Excerpts of pointing data:

%%

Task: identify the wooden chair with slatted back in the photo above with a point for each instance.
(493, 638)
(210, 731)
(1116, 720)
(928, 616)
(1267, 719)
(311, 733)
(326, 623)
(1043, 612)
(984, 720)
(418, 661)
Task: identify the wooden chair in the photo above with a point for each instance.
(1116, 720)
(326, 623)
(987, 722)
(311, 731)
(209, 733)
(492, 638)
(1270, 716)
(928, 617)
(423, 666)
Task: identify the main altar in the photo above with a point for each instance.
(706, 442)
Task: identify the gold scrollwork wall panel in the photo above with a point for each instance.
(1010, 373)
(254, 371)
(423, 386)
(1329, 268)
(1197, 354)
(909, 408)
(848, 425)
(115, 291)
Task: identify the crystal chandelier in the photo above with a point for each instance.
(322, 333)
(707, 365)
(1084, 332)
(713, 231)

%%

## WHAT YOU HAVE TO DO
Please update the data above by changing each "wooden chair" to "timber chair" and keeping every other part the same.

## ANSWER IN FULL
Task: identify the timber chair with slatted back in the photo above with a point for each instance.
(493, 638)
(210, 731)
(1116, 720)
(928, 616)
(1267, 719)
(311, 733)
(326, 623)
(1043, 612)
(984, 720)
(418, 661)
Task: identify the timber chair in the photo above with a point for each instance.
(1116, 720)
(326, 623)
(987, 722)
(311, 731)
(209, 733)
(492, 638)
(1270, 716)
(928, 617)
(423, 666)
Task: identify the main altar in the photo above with a point for each instance.
(706, 442)
Task: identify the gold scrollwork wall panel in the photo above with a point for each instance.
(1010, 373)
(254, 371)
(423, 386)
(1329, 268)
(1197, 354)
(909, 408)
(848, 425)
(115, 291)
Task: identify the crystal chandelier in the photo above with a point for each instance.
(322, 333)
(707, 365)
(1084, 332)
(713, 231)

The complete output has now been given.